(Data records)
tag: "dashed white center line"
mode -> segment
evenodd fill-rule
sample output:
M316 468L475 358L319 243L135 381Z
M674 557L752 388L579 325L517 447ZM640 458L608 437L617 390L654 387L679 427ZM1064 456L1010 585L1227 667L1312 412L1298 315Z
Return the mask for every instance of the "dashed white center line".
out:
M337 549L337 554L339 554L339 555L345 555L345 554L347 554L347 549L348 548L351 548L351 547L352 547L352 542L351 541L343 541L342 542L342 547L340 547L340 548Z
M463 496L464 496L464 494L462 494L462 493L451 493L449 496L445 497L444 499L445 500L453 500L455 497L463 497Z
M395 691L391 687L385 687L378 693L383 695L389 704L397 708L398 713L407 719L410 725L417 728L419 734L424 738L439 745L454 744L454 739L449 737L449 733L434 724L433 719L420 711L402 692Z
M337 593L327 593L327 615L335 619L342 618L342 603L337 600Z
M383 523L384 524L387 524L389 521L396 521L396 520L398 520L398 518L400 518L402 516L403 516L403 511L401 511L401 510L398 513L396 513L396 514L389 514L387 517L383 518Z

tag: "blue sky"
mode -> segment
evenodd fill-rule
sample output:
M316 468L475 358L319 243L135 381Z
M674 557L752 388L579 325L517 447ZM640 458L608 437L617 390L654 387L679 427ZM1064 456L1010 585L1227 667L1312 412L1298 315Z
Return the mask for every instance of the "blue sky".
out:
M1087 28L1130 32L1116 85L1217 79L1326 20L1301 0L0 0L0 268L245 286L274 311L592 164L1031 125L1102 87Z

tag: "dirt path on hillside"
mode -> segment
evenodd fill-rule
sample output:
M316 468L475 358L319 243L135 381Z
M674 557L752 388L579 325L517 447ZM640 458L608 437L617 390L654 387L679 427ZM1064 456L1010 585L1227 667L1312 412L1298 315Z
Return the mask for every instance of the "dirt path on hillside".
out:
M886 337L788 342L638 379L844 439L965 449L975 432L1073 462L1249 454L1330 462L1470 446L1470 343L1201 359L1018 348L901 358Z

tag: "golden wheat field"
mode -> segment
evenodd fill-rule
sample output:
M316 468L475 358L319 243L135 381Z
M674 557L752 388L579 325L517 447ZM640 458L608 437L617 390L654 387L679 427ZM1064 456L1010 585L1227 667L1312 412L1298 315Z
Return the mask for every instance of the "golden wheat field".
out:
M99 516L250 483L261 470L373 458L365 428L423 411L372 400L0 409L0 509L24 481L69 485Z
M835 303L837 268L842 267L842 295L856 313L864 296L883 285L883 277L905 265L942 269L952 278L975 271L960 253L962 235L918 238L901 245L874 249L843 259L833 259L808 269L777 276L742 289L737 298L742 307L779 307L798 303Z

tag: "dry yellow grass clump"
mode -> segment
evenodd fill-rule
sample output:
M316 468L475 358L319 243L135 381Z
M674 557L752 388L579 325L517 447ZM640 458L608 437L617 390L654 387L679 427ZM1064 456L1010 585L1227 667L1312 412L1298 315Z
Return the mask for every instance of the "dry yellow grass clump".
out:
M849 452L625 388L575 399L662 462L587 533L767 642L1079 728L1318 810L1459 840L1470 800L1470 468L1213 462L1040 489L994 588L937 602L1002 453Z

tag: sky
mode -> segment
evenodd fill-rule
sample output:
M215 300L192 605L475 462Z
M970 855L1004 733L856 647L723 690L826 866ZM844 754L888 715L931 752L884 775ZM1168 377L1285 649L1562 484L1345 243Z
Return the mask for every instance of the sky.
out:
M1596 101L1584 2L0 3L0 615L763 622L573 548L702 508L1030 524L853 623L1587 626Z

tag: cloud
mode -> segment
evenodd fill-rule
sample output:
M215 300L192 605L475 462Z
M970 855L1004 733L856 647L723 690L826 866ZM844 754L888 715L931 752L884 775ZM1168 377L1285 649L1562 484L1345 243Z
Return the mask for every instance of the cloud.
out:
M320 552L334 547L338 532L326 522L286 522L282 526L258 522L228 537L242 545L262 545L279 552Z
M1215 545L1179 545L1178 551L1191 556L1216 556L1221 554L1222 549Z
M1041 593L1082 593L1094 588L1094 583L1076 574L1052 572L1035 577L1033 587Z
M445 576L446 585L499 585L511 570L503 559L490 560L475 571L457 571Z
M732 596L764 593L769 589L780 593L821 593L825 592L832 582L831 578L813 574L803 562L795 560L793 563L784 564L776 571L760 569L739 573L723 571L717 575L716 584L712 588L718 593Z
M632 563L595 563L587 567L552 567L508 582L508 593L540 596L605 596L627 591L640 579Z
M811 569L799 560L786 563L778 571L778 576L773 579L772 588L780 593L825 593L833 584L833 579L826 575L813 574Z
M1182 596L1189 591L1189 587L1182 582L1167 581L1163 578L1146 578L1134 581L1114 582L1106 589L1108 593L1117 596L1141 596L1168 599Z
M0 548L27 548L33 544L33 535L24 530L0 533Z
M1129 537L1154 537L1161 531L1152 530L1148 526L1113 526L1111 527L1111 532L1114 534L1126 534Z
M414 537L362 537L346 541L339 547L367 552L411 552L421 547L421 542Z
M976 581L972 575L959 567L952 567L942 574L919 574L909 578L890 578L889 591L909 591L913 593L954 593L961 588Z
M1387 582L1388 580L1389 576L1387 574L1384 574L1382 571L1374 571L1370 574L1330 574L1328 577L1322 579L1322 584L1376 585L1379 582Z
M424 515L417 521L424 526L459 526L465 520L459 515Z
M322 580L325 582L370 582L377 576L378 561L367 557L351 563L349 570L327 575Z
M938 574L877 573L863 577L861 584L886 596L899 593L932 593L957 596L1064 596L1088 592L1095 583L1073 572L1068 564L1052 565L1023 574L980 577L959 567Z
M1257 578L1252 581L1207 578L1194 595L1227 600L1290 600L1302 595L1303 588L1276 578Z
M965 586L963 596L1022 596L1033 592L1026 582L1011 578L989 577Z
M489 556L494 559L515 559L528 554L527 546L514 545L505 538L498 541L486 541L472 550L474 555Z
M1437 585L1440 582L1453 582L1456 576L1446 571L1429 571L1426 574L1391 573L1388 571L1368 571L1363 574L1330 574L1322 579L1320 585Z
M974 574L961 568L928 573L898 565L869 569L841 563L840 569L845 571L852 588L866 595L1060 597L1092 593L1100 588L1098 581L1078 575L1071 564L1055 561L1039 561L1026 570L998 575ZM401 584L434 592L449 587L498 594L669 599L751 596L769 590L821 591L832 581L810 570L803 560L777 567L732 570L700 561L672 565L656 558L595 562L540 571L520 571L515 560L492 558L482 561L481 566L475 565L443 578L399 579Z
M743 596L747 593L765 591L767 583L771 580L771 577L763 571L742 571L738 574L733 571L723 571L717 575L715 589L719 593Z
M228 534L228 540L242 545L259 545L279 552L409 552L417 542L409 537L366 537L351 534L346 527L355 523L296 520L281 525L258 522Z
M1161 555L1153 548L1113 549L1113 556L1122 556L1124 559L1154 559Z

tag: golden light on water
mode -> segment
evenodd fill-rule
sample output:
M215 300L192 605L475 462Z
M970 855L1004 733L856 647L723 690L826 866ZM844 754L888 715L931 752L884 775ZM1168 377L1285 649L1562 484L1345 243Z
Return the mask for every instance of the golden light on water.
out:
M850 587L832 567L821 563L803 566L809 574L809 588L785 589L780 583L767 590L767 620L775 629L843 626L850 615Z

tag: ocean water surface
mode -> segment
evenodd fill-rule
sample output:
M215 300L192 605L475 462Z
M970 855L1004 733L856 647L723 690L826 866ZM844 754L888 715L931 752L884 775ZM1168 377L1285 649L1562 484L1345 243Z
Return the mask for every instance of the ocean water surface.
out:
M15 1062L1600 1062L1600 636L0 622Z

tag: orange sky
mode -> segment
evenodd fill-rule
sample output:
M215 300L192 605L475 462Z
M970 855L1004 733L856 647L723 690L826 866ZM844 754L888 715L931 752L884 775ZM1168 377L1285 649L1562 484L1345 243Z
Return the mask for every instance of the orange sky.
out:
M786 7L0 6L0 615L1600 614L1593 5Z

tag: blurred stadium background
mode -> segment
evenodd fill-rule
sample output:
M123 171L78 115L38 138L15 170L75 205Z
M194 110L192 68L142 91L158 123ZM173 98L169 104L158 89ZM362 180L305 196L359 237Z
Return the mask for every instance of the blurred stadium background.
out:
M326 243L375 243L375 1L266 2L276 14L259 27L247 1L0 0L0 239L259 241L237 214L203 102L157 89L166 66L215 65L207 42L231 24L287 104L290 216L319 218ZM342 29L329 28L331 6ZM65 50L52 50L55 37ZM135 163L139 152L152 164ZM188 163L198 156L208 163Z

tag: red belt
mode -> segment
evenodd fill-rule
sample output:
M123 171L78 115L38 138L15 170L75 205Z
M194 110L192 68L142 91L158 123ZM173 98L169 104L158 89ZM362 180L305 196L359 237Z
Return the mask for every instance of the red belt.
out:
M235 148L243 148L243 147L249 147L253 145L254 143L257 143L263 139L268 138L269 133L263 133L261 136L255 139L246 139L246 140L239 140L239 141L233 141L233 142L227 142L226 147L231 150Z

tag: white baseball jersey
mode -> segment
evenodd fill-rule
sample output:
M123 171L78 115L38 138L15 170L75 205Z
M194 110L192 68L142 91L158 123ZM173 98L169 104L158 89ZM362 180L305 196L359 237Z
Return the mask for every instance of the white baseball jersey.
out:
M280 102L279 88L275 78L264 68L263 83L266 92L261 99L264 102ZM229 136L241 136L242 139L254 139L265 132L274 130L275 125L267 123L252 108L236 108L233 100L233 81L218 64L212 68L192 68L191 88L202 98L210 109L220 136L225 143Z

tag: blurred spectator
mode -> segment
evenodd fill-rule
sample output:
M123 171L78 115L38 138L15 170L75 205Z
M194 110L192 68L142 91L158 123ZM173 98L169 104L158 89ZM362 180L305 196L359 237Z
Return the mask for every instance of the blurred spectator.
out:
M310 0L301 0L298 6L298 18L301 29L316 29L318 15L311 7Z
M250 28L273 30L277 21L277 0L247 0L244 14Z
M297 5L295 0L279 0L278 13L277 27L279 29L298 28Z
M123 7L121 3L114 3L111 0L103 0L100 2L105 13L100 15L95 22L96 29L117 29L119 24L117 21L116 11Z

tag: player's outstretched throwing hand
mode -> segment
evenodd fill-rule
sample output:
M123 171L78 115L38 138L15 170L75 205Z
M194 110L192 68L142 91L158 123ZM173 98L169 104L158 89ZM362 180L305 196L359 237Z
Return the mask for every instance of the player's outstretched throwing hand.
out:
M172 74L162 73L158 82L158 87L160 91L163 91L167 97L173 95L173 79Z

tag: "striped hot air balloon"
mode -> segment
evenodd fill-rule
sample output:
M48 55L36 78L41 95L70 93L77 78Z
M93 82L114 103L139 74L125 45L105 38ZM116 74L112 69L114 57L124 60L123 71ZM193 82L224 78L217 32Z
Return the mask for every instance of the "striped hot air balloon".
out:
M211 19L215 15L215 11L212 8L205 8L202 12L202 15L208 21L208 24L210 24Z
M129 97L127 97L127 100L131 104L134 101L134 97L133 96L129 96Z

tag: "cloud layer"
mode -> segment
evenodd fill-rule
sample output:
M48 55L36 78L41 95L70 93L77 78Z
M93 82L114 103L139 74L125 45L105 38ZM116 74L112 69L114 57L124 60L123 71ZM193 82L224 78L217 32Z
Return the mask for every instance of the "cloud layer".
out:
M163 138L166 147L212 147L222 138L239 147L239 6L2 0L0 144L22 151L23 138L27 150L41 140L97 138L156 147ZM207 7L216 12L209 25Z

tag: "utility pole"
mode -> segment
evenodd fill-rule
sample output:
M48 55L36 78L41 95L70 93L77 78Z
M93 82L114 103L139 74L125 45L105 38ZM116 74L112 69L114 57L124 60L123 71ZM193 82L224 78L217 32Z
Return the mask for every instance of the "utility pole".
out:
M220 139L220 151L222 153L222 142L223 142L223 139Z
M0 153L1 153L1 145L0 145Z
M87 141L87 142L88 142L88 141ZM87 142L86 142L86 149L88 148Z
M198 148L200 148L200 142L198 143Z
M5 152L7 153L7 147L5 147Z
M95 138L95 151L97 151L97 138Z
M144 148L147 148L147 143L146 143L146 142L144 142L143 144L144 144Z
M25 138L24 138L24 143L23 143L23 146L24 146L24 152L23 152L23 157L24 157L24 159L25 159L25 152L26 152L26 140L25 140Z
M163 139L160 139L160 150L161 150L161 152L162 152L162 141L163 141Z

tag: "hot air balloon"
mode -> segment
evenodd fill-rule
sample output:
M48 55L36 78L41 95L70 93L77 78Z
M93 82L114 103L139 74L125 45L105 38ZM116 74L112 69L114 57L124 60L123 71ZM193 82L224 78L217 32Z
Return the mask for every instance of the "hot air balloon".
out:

Brief: If a line of the records includes the string "water", copy it out.

Written reply:
tag: golden light on water
Return the mask for every instance of the golden light on water.
tag: ocean water surface
Return the mask for every instance of the ocean water surface.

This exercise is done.